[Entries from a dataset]
++++++
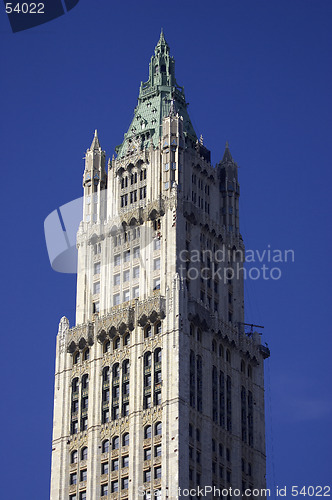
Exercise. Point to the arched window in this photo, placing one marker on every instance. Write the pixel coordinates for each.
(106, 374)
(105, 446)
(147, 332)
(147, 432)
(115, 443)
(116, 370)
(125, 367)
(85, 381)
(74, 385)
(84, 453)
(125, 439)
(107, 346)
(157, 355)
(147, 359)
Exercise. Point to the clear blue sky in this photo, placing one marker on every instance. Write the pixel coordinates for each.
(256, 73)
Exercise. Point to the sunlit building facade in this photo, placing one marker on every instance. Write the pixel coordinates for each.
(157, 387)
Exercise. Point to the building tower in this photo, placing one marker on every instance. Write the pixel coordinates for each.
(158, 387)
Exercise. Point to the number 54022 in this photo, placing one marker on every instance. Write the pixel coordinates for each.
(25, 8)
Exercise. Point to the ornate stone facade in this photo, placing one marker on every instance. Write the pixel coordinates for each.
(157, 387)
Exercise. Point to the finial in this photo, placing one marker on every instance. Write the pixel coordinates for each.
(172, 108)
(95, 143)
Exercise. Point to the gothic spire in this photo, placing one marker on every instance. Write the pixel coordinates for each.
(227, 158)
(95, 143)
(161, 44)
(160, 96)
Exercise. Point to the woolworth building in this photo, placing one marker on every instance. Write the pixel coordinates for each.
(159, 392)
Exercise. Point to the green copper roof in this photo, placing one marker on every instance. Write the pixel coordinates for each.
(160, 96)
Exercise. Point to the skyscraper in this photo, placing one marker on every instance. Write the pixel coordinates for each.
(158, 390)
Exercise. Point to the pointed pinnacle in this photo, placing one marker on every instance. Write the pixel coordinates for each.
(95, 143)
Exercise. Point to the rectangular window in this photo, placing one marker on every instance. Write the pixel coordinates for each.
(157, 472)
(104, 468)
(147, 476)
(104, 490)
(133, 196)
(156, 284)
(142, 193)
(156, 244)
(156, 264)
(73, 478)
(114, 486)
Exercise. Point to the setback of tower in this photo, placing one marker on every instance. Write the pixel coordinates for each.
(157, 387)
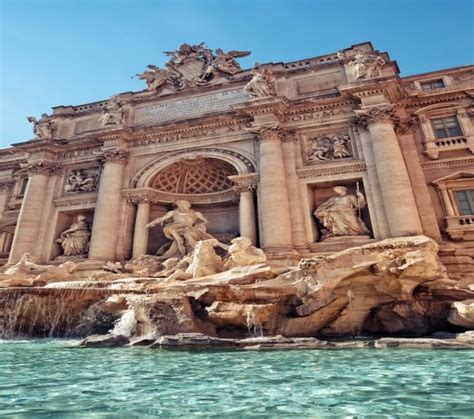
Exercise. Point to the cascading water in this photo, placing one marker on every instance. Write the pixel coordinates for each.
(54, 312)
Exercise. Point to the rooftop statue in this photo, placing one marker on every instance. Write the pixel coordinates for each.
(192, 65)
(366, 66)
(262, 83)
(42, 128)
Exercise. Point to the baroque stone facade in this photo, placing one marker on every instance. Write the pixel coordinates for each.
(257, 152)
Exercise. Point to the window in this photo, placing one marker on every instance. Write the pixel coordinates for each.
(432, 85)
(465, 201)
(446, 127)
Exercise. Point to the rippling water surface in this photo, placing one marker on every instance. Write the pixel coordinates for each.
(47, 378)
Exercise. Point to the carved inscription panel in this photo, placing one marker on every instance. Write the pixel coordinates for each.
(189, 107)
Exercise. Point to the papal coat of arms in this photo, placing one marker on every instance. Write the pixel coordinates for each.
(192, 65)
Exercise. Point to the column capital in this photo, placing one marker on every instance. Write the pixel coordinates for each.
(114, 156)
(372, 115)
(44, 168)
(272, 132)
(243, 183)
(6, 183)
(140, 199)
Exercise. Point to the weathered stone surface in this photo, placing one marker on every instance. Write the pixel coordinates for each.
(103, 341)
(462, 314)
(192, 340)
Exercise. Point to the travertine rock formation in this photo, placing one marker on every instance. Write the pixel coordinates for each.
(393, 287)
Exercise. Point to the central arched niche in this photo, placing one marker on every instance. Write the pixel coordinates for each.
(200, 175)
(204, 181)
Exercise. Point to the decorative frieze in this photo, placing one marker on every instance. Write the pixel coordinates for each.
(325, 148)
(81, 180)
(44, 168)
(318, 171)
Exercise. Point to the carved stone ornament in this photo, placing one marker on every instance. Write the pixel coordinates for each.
++++++
> [Short task]:
Pictures in the records should not appear in your copy, but everything else must be transcribed exactly.

> [Complete response]:
Exercise. Point to the arched window in this photo, placing one marker on every instance. Write the pixel coordinates for each.
(106, 374)
(105, 446)
(147, 332)
(147, 432)
(115, 443)
(116, 370)
(125, 367)
(85, 381)
(74, 385)
(84, 453)
(125, 439)
(107, 346)
(157, 355)
(147, 359)
Exercise. Point to the clear blue sky in this photo, placing one marker on every instance. Write the pixel coordinates for each.
(256, 73)
Exercise. Point to the sunlit building facade in this photo, placing one marker on every instance. Write the pixel coordinates for each.
(157, 387)
Exercise. Point to the building tower in this photo, placing one marker on every instance. Write the pixel coordinates for each.
(158, 387)
Exercise. Point to the number 54022 in this photo, placing one marker on every instance. Write the pixel coordinates for each.
(25, 8)
Exercise. Point to the ornate stone facade in this photo, placing one marker on every instance. Write the pixel coordinates for each.
(157, 387)
Exercise. Point to the finial in this photo, placing one marker on every instance. Write the pixel coordinates for each.
(172, 108)
(95, 143)
Exercise. Point to the gothic spire in this photo, placing one marker on every instance. Write the pixel coordinates for each.
(227, 158)
(95, 143)
(161, 44)
(160, 96)
Exercise. Point to the woolworth building in this photo, placing one marker on every instance. Write the pixel coordinates for each.
(159, 392)
Exercise. Point to the green copper roof in this photo, placing one marker on every instance. Write the pixel coordinates for each.
(160, 96)
Exercise. Point to the skyscraper in this photo, placing one marker on every instance. Write the pixel coordinates for each.
(158, 390)
Exercise. Point to the pointed pinnacle in this photo, placing one marker on every instance. Write the pixel coordinates for each.
(95, 143)
Exercise. Point to the rectangular window in this photo, placing one marker on every instance. Write the pixel coordinates for each.
(157, 472)
(104, 468)
(147, 476)
(104, 490)
(133, 196)
(156, 284)
(142, 193)
(156, 244)
(156, 264)
(73, 478)
(114, 486)
Exercise. Point to the setback of tower in this photo, placing one marker on every instance. Write the pixel coordinates for each.
(157, 387)
Exercise. Point to the cascading water in this photo, placing one marker on every instance. Write the pixel coordinates for each.
(54, 312)
Exercise. Point to the rooftop statue in this photo, placing one marker on every instance. Write the pixel coordinates for each.
(192, 65)
(366, 66)
(262, 83)
(42, 128)
Exercise. Point to the baroque stone facade in this photo, placing one marker on every instance. Write the pixel coordinates for each.
(257, 152)
Exercise. Point to the window in this photo, placing one marker on every instance. Write the pixel coordinates for each.
(432, 85)
(465, 201)
(446, 127)
Exercise. Point to the rippling water surface in this photo, placing one marker on every instance. Write the pixel coordinates for each.
(47, 378)
Exercise. Point to the carved inscription panel in this photo, placing one marker on every instance. Write the pixel coordinates for each.
(189, 107)
Exercise. Point to the papal coat of arms in this photo, placing one marker on every instance. Write the pixel coordinates for each.
(192, 65)
Exercise. Point to the column capital in this photo, placing one marker on every instance. Write the pixel coordinates for each.
(114, 156)
(372, 115)
(44, 168)
(272, 132)
(243, 183)
(6, 183)
(140, 199)
Exercise. Point to the weathered stone surface in this photo, placing one marker on every instance. Write the pixel coordinates for each.
(103, 341)
(462, 314)
(192, 340)
Exercise. Point to the travertine rock formation in this photo, placing one marker on every instance. Write the pixel coordinates for each.
(393, 287)
Exercise. Point to the central arched niche in this photo, placing one marker on every instance. Write the pixel coordinates for each.
(200, 175)
(204, 181)
Exercise. Point to the decorative frieze in this photo, placing one marker on every instance. Write the pixel coordinates for each.
(325, 148)
(81, 180)
(44, 168)
(318, 171)
Exercise. Point to the carved stone ornament in this photo, placing one marker on every instance. Write the pixel coordinates for each.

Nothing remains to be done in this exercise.